Dataset extract:
━━━━━━━━

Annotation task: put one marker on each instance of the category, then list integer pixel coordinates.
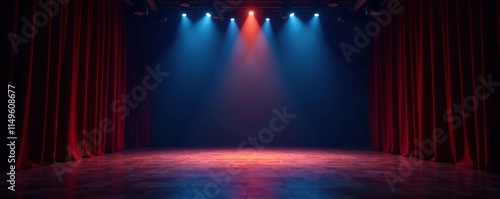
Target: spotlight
(333, 3)
(342, 19)
(185, 3)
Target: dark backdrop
(211, 99)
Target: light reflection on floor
(268, 173)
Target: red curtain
(429, 92)
(68, 74)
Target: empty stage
(266, 173)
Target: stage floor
(267, 173)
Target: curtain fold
(435, 83)
(67, 76)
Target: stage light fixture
(185, 3)
(333, 3)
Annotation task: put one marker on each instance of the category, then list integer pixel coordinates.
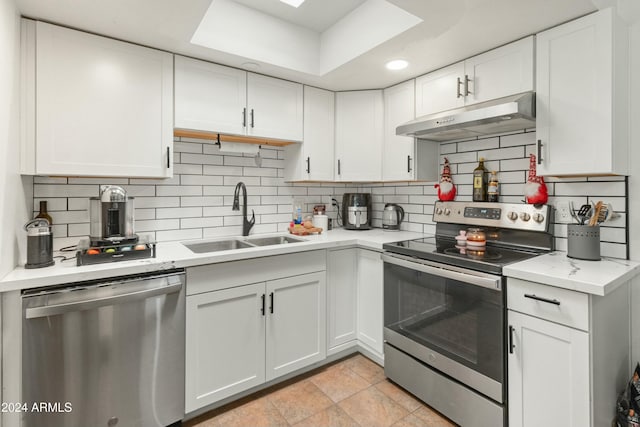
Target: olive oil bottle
(480, 182)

━━━━━━━━

Work instructions:
Hand back all the entries exactly, leaving out the pictures.

Exercise response:
Annotation task: put one marker on each instance of the category, then list integer pixel coordinates.
Target: spotlight
(333, 3)
(342, 19)
(185, 3)
Target: dark backdrop
(211, 99)
Target: light reflection on floor
(268, 173)
Target: red curtain
(429, 92)
(68, 74)
Target: empty stage
(266, 173)
Target: stage floor
(267, 173)
Target: curtain fold
(435, 83)
(67, 76)
Target: stage light fixture
(185, 3)
(333, 3)
Annotation task: put one marker on each instance of the category, then list integer pixel coordinates.
Target: olive oil bottle
(480, 182)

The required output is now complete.